→ THE PROBLEM
Reproduce, word for word, the part of the listing below that starts with the line containing "Mark the blue-grey" and goes on through the line containing "x=567 y=361", including both of those lines and nothing else.

→ STORED RECORDS

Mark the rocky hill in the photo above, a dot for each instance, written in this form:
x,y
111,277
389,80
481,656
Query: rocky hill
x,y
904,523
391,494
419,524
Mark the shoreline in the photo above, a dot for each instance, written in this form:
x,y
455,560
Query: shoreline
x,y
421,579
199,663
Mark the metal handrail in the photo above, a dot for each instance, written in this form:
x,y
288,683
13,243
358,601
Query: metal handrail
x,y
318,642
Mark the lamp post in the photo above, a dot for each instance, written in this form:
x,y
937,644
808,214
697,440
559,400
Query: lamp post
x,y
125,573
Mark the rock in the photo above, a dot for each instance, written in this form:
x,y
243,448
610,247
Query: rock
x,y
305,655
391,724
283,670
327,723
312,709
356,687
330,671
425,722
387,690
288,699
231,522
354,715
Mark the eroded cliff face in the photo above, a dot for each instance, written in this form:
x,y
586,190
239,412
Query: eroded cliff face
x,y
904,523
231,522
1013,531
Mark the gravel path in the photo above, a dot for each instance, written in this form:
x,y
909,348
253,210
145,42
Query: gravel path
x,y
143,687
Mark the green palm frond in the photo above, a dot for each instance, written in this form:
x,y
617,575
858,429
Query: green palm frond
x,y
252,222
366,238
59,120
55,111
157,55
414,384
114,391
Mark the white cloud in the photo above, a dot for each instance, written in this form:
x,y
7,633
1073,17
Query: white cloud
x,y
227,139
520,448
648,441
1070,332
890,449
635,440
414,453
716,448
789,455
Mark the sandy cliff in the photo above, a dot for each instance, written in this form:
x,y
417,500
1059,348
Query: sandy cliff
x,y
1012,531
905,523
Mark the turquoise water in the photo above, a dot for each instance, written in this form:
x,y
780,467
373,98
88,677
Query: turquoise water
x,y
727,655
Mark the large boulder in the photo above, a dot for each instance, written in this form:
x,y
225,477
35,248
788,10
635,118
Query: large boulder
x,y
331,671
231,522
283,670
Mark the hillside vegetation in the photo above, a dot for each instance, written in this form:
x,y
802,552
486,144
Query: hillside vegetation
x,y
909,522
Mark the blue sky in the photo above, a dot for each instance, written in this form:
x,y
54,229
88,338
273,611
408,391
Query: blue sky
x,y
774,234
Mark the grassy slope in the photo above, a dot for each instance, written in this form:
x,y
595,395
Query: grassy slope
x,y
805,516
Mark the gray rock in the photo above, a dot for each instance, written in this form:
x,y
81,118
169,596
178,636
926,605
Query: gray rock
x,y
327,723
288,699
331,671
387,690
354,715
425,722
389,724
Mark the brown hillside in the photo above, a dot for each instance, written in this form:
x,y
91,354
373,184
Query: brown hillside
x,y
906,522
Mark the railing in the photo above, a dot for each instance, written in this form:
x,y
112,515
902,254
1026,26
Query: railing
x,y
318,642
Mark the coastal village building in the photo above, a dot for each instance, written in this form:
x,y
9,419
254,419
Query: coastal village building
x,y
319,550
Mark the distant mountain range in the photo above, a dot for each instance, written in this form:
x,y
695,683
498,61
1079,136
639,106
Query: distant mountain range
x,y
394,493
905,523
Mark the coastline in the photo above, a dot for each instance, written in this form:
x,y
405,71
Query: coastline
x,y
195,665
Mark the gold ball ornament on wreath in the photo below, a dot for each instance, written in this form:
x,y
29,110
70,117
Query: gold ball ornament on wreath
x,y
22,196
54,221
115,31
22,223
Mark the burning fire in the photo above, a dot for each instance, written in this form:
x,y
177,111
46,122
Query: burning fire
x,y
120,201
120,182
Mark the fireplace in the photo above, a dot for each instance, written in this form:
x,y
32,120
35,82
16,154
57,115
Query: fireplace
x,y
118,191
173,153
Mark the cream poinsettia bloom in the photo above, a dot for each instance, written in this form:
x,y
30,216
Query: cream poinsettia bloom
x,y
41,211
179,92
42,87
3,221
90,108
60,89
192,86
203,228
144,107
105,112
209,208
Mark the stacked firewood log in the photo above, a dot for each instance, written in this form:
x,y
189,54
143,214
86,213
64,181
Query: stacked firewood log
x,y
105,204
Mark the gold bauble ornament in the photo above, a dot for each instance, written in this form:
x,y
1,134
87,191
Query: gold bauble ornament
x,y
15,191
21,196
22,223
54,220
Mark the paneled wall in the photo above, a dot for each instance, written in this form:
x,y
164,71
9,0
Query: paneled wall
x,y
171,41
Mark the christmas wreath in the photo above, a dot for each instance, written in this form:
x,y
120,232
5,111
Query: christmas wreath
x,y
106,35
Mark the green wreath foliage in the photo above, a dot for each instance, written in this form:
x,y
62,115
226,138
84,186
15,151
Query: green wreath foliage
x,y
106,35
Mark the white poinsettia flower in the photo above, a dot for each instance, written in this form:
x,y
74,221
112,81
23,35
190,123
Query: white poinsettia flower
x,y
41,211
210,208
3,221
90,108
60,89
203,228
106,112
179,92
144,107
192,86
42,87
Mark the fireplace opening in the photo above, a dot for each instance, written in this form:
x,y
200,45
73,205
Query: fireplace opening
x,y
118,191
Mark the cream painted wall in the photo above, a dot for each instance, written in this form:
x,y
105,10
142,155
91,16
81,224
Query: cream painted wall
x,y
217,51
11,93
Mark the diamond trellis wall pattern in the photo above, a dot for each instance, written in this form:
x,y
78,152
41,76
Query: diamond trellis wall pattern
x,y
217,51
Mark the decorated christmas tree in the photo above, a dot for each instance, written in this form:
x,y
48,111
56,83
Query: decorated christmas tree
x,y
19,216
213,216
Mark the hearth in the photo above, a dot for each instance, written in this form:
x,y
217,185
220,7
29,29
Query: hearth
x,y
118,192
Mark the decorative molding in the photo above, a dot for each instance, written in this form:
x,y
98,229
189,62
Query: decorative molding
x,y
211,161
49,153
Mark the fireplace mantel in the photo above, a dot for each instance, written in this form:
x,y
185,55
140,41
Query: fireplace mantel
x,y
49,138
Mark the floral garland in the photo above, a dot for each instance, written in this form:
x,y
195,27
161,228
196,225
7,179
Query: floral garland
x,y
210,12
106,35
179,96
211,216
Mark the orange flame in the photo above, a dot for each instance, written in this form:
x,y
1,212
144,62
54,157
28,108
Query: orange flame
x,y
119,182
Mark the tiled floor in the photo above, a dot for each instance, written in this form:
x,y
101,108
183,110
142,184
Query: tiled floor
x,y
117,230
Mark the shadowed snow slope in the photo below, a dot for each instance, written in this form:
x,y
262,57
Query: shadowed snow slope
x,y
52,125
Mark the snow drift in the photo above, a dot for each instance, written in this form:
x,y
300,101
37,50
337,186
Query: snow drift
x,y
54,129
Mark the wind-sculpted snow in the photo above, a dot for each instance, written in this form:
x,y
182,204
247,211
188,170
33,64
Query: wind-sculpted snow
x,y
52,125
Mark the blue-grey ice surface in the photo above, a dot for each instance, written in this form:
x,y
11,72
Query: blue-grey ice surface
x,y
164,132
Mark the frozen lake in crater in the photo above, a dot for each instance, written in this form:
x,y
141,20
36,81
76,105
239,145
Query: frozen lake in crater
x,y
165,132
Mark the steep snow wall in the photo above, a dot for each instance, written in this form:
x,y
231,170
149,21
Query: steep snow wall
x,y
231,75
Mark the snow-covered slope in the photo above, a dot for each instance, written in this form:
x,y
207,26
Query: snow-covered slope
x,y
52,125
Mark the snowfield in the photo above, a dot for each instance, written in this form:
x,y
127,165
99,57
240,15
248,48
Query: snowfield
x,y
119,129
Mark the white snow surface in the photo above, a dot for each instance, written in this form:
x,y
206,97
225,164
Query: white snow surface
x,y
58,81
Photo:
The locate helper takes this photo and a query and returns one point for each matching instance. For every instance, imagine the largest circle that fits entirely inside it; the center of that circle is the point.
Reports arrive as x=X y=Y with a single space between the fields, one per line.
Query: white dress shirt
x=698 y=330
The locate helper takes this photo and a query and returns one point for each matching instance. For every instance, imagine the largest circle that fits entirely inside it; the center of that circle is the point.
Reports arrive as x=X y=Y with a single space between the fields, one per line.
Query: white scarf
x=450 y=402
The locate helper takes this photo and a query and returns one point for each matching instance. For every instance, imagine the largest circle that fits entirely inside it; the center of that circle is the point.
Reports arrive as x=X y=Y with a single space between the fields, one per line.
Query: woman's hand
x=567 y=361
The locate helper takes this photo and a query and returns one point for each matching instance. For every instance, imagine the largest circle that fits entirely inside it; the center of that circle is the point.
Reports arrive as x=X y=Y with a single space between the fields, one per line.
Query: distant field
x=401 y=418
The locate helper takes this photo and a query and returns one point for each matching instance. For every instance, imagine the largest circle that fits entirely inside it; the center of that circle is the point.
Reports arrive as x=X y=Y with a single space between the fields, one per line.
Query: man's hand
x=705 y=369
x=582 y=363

→ RESULT OF THIS TASK
Mark the blue-grey ice surface in the photo above, a dot for each instance, written in this form:
x,y
11,72
Query: blue-grey ice surface
x,y
164,132
Mark the frozen lake in crater in the photo above, a dot for each instance, written in this form:
x,y
141,20
36,81
76,105
239,145
Query: frozen lake in crater
x,y
165,132
Mark the steep snow wall in the photo above, a dot for each instance, written in this form:
x,y
231,170
149,21
Query: steep snow wall
x,y
231,75
Mark the snow-covered slope in the photo above, a dot for each instance, written in this form:
x,y
207,26
Query: snow-covered slope
x,y
52,125
Mark the snowfield in the photo above, a dot for each instance, written in this form:
x,y
127,165
99,57
240,15
248,48
Query: snowfield
x,y
119,129
Mark the white snow surface in the photo above, a dot for each instance, written in this form:
x,y
206,97
225,164
Query: white snow surface
x,y
58,81
Photo:
The locate helper takes this photo and a query and returns one point for each matching instance. For every instance, imagine the largest circle that fits entirely inside it; the center of that circle is the point.
Reports arrive as x=X y=Y with a single space between the fields, one per line.
Query: white dress shirt
x=698 y=330
The locate helper takes this photo and a query and returns one point for each matching instance. For every instance, imagine the largest circle that fits entirely inside it; the center of that circle is the point.
Reports arrive as x=X y=Y with a single space between the fields, one per line.
Query: white scarf
x=450 y=402
The locate helper takes this photo and a query and returns one point for each matching instance. For every instance, imagine the largest circle that fits entirely inside it; the center of that circle is the point.
Reports arrive as x=X y=Y with a single space between the fields, one per line.
Query: woman's hand
x=567 y=361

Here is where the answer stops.